WHAT YOU NEED TO DO. Below are records to be output exactly, every one of them.
━━━━━ ENTRIES PROVIDED
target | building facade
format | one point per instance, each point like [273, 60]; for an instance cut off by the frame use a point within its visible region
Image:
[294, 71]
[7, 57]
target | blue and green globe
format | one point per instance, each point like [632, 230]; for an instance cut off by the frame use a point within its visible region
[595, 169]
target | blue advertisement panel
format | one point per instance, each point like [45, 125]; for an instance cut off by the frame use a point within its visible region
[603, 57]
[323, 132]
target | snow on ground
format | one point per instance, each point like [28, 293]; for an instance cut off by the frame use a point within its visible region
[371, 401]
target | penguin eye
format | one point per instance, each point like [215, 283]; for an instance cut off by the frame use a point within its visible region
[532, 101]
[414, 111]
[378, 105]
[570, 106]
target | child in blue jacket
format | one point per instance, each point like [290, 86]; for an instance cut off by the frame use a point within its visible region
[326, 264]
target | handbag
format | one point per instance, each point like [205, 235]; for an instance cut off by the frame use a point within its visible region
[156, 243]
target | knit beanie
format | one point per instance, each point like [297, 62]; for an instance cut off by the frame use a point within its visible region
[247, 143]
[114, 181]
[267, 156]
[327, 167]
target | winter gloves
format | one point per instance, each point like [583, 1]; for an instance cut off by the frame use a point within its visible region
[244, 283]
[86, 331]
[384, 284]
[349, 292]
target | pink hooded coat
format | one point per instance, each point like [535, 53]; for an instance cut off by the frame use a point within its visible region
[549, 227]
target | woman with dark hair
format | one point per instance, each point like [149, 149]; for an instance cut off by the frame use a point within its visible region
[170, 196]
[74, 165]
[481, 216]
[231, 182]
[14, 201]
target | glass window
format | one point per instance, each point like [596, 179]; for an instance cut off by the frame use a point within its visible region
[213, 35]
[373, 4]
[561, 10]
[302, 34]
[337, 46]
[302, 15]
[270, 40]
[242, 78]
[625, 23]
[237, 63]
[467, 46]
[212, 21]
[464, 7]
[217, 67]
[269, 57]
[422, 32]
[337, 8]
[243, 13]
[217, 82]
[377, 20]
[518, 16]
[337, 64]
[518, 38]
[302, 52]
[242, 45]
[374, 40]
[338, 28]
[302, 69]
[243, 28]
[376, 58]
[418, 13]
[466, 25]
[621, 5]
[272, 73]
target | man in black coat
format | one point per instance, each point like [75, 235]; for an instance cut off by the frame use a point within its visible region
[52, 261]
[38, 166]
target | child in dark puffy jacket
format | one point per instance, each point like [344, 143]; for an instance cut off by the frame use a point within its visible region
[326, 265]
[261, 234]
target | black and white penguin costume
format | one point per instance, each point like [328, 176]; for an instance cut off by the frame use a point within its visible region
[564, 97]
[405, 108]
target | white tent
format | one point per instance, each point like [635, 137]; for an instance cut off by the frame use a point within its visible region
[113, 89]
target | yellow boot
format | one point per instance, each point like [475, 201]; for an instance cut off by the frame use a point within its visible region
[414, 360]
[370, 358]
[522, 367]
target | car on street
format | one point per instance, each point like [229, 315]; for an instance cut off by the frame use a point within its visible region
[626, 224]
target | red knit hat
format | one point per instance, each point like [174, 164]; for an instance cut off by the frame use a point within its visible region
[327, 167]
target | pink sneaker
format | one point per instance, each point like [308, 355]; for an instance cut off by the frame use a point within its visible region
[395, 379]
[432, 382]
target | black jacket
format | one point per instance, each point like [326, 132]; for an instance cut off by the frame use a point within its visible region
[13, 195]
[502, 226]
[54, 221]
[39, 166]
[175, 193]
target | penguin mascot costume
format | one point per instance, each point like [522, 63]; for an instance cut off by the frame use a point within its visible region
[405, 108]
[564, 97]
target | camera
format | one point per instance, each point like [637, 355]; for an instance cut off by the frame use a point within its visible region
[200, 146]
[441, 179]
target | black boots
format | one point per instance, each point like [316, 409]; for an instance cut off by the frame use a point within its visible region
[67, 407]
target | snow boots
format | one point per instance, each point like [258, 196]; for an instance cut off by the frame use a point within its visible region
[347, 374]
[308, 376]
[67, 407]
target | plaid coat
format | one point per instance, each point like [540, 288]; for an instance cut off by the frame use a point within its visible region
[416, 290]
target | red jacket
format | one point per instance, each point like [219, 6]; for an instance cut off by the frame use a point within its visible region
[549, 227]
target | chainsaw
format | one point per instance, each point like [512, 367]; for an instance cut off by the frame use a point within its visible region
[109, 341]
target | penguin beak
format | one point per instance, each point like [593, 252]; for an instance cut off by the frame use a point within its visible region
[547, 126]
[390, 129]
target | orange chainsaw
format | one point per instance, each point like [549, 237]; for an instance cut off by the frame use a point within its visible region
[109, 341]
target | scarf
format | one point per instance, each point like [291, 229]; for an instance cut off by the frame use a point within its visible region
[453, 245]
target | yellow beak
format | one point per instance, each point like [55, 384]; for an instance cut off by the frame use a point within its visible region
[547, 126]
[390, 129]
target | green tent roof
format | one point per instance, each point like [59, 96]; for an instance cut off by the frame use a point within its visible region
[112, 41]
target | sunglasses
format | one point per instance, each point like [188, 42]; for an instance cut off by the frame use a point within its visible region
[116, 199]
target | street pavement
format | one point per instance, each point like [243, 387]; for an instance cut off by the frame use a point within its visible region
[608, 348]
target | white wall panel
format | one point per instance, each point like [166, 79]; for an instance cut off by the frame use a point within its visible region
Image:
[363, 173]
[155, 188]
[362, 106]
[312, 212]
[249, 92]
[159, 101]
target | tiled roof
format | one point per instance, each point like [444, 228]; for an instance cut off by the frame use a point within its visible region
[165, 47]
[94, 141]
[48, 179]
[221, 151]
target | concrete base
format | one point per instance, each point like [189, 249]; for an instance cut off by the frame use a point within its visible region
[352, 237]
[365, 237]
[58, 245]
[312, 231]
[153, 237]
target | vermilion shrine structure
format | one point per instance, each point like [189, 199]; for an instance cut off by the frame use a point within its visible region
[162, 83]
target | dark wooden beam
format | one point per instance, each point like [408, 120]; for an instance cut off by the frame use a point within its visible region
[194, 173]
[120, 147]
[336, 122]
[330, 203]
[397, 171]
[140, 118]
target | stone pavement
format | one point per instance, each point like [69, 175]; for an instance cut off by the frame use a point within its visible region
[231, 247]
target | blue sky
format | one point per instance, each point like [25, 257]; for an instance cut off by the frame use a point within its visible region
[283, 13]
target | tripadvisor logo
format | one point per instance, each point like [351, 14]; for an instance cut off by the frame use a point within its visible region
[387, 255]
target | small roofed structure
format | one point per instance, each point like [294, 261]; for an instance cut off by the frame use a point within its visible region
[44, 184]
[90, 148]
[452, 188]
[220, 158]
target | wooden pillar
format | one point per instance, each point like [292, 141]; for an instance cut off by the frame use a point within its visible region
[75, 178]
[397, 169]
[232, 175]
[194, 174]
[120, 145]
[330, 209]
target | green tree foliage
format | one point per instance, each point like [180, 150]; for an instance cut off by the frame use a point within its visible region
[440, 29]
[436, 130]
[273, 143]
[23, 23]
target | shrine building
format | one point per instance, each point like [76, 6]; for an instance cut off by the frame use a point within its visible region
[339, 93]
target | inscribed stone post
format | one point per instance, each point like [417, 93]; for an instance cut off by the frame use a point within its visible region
━━━━━━━━━━
FINAL RESULT.
target | building facade
format | one point per instance, each point like [273, 60]; for an instance cut off by the frame use a point within its visible region
Image:
[294, 71]
[7, 57]
target | blue and green globe
format | one point per instance, each point like [632, 230]; for an instance cut off by the frame use a point within its visible region
[595, 169]
target | blue advertisement panel
format | one point per instance, each point like [45, 125]; for an instance cut off by the frame use a point within its visible region
[603, 57]
[323, 132]
target | snow on ground
format | one point per instance, each point like [28, 293]; for an instance cut off by the frame use a point within its visible region
[371, 401]
target | penguin eye
format | one point per instance, each point like [215, 283]; for an instance cut off by the frame use a point within its visible region
[532, 101]
[414, 111]
[378, 105]
[570, 106]
target | child in blue jacket
format | one point per instance, each point like [290, 86]; for an instance cut off by the frame use a point within its visible region
[326, 264]
target | handbag
format | one point per instance, each point like [205, 235]; for an instance cut off by the frame use a point within its visible region
[156, 243]
target | knit beanie
format | one point per instance, each point like [297, 62]; for an instance cut off by the frame use a point within its visible region
[247, 143]
[114, 181]
[267, 156]
[327, 167]
target | winter gloves
format | one point per instance, each point like [583, 1]; for an instance cut off by the frame use a point within its visible region
[244, 283]
[86, 331]
[384, 284]
[349, 292]
target | pink hooded coat
format | one point per instance, each point like [535, 53]; for an instance cut off by the frame use a point within its visible region
[549, 227]
target | woman with dark hair
format | one point per instance, each point like [149, 149]; for an instance cut off by the frame use a point within its visible region
[170, 196]
[74, 165]
[481, 216]
[231, 182]
[14, 201]
target | glass window
format | one point per instance, each point like [596, 179]; for an instance cut off by the frame use a point within its visible region
[213, 35]
[373, 4]
[561, 10]
[302, 34]
[337, 46]
[302, 15]
[270, 40]
[242, 78]
[625, 23]
[237, 63]
[467, 46]
[212, 21]
[464, 7]
[217, 67]
[269, 57]
[422, 32]
[337, 8]
[243, 13]
[217, 82]
[377, 20]
[518, 16]
[337, 64]
[518, 38]
[302, 52]
[242, 45]
[374, 40]
[338, 28]
[302, 69]
[243, 28]
[376, 58]
[418, 13]
[466, 25]
[621, 5]
[272, 73]
target | man in black coat
format | one point per instance, each point like [75, 235]; for an instance cut off by the frame use a point within its visible region
[52, 261]
[38, 166]
target | child in dark puffy jacket
format | one point per instance, each point like [344, 143]; for an instance cut off by the frame use a point within its visible region
[326, 265]
[261, 234]
target | black and white penguin costume
format | one point per instance, each point like [328, 176]; for an instance cut off by the frame use a point within its visible region
[564, 97]
[405, 108]
target | white tent
format | one point per instance, each point like [635, 137]; for an instance cut off by the frame use a point within its visible region
[113, 89]
target | yellow boot
format | one point per instance, each point like [475, 201]; for an instance cut off by the frame use a point within its visible region
[414, 360]
[370, 358]
[522, 367]
target | car on street
format | one point per instance, each point like [229, 315]; for an instance cut off by the frame use a point within its visible region
[626, 224]
target | red knit hat
format | one point per instance, each point like [174, 164]; for an instance cut off by the frame use a point within its visible region
[327, 167]
target | pink sneaker
format | one point per instance, each point like [308, 355]; for an instance cut off by the frame use a point within its visible region
[395, 379]
[432, 382]
target | black jacket
format | one point per instance, each point like [326, 132]; for an instance cut off by the frame use a point within its visible region
[13, 195]
[502, 226]
[54, 221]
[39, 166]
[175, 193]
target | penguin mascot costume
format | one point per instance, each point like [522, 63]; for an instance cut off by the frame use a point within its visible region
[405, 108]
[564, 97]
target | camera
format | one point per instance, each point like [637, 355]; for an instance cut off by the frame use a point within its visible region
[200, 146]
[441, 179]
target | black boots
format | one point per instance, each point like [316, 409]; for an instance cut off by the frame use a point within its visible region
[67, 407]
target | snow boots
format | one point per instance, each point like [258, 196]; for an instance cut off by the frame use a point within its visible region
[347, 374]
[308, 376]
[67, 407]
target | plaid coat
format | one point per instance, each point like [540, 288]; for an instance cut off by the frame use a point within its visible region
[416, 290]
target | red jacket
format | one point per instance, each point like [219, 6]; for an instance cut off by the frame use a point within its visible region
[549, 227]
target | chainsaw
format | one point per instance, each point like [512, 367]; for an instance cut off by the frame use a point within its visible region
[109, 341]
target | penguin beak
format | one point per instance, each point like [593, 252]; for an instance cut off by the frame use a point within its visible region
[547, 126]
[390, 129]
target | orange chainsaw
format | one point per instance, each point like [549, 237]; for an instance cut off by the frame use a point within its visible region
[109, 341]
target | scarf
format | one point per instance, each point like [291, 229]; for an instance cut off by the frame use a point within its visible region
[453, 245]
target | yellow beak
format | one point per instance, each point like [55, 384]; for an instance cut off by the frame use a point within its visible region
[547, 126]
[390, 129]
target | green tent roof
format | one point per instance, each point like [59, 96]; for an instance cut off by the frame use a point within its visible region
[112, 41]
target | sunglasses
format | one point per instance, each point like [188, 42]; for an instance cut off by the frame use a point within its visible region
[116, 199]
target | street pavement
format | one point per instance, each point like [243, 387]; for an instance cut off by the frame use a point within its visible region
[608, 348]
target | white wall panel
format | one point per instance, each point like [166, 79]; for an instance cut off by the frame use a point within its visible region
Image:
[363, 173]
[155, 188]
[362, 106]
[312, 212]
[249, 92]
[159, 101]
target | tiled roof
format | one point per instance, each point like [444, 228]; for an instance cut off by the frame use a point within its visible region
[165, 47]
[94, 141]
[48, 179]
[221, 151]
target | concrete base
format | one point per instance, each point like [189, 249]; for an instance cut off by the frame use a point within its visible region
[352, 237]
[365, 237]
[58, 245]
[312, 231]
[153, 237]
target | vermilion shrine structure
format | one point per instance, each point like [189, 199]; for an instance cut off by the frame use a point within its visible region
[162, 83]
target | dark wooden beam
format | one point per instance, each point like [408, 120]; for an instance cut off by the frame use a point within its visible region
[194, 173]
[120, 147]
[336, 122]
[330, 203]
[397, 171]
[140, 118]
target | stone pavement
format | one point per instance, each point like [69, 175]; for an instance cut off by the frame use a point within its visible region
[231, 247]
target | blue sky
format | one point per instance, each point like [25, 257]; for an instance cut off by the frame use a point within its visible region
[283, 13]
target | tripadvisor logo
format | one point per instance, each point like [351, 14]; for an instance cut off by the frame use a point within its visible region
[387, 255]
target | small roofed structure
format | one point per instance, each point like [294, 261]; for an instance cut off by the frame use a point within its visible region
[44, 184]
[90, 148]
[452, 188]
[220, 158]
target | wooden pillar
format | one point per instance, each point like [292, 141]; for an instance cut off by the frame use a point within its visible region
[75, 178]
[397, 169]
[232, 175]
[194, 174]
[120, 145]
[330, 209]
target | green tree foliage
format | one point per instance, each point like [180, 150]; for an instance cut off by the frame use a point within its visible region
[440, 29]
[436, 130]
[273, 143]
[23, 23]
target | shrine building
format | one point per instance, each point like [76, 6]; for an instance cut off by the frame use a point within its visible region
[339, 93]
target | inscribed stone post
format | one point per instance, each point like [417, 93]; for an instance cut off by the frame use a point within its visible region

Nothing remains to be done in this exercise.